■ **Set task**:
Extract each of the following lines and reproduce them character for character, without changing anything.

■ **Given information**:
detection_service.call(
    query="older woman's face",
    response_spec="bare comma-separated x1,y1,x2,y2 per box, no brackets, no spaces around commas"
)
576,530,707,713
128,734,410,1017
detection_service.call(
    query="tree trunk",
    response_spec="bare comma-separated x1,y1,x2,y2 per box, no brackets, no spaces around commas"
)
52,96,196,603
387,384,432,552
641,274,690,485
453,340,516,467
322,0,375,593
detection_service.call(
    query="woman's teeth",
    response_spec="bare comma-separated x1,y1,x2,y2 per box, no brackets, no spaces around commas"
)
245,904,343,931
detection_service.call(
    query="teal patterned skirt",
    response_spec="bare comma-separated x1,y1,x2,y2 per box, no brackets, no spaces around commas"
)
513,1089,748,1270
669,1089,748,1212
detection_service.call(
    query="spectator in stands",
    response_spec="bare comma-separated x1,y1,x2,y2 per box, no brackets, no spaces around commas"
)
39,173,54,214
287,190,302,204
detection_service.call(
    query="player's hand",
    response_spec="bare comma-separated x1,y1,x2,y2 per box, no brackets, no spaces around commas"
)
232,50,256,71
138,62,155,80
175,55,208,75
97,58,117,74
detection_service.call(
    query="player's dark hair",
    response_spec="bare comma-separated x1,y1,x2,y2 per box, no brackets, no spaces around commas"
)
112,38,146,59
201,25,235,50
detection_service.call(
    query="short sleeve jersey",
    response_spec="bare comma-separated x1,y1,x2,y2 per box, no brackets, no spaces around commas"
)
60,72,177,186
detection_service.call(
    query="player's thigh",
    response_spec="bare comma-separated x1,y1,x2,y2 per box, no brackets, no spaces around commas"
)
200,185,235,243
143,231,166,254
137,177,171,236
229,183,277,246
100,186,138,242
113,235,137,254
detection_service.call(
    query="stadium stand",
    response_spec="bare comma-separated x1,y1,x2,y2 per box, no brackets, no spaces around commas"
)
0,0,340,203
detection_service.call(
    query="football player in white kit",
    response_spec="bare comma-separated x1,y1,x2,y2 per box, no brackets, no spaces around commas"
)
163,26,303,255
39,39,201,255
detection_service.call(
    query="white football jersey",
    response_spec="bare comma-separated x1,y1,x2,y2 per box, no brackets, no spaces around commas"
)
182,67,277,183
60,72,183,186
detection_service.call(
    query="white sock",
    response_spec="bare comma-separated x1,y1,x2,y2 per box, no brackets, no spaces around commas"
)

■ **Solution to the exercise**:
detection_service.call(
    query="older woman's face",
    response_spec="bare comma-separated x1,y1,x2,y2 per box, no brackets, no spaces around commas"
)
576,530,707,713
128,734,410,1017
detection_service.call(
    query="tree trunk",
    response_spec="bare comma-separated x1,y1,x2,y2 per box, no brackets, no spaces around commas"
)
52,96,196,603
387,384,432,552
641,274,690,485
453,340,516,467
322,0,375,593
detection_service.call(
    query="woman's teeth",
    response_spec="bare comma-separated x1,y1,x2,y2 per box, no brackets, no spaces around commas"
)
245,904,343,931
detection_service.call(
    query="teal patterned skirt",
    response_spec="bare comma-separated x1,y1,x2,y2 per box, no brackets, no spaces around commas"
)
513,1089,748,1270
669,1089,748,1212
detection_service.call(
    query="spectator in stands",
    response_spec="bare comma-separated x1,y1,x2,y2 per box, no brackets, no spaces around commas"
)
39,173,54,214
287,190,302,204
detection_service.call(
    query="player's hand",
    response_spec="bare comma-separated x1,y1,x2,y2 per box, no brackets, no spaces around commas"
)
232,50,256,71
138,62,155,80
175,55,208,75
97,58,117,74
detection_service.call(
    query="player's dark hair",
    response_spec="bare comma-separated x1,y1,x2,y2 per box, no brackets, no spaces around commas"
)
112,38,146,59
201,25,235,50
detection_service.call(
    query="short sleeve jersey",
    response_spec="bare comma-separated x1,y1,x2,y2 per box, no brackets, no spaces around commas"
)
60,72,177,186
detection_service.call(
    query="player's thigh",
    response_spec="bare comma-separated x1,y1,x2,y2 per box, no brackets, no spaces around commas"
)
200,185,235,243
143,231,166,254
137,177,171,236
229,183,277,246
100,186,138,242
113,235,137,254
detection_service.call(
    query="stadium stand",
    response_spec="bare comma-separated x1,y1,x2,y2 per box, no brackets, no spaces around commas"
)
0,0,340,203
detection_service.call(
    query="football player in white kit",
    response_spec="bare comma-separated x1,y1,x2,y2 per box, no brackets, no spaces around commas"
)
163,26,303,255
39,39,201,255
detection_service.call(
    query="white football jersey",
    response_spec="bare comma-separated x1,y1,x2,y2 per box, no brackets, no spaces around commas"
)
182,67,277,183
60,72,183,186
detection_service.call(
    query="white sock",
    response_spec="bare comma-separated x1,y1,x2,y2 per box, no brackets, no spaces around commas"
)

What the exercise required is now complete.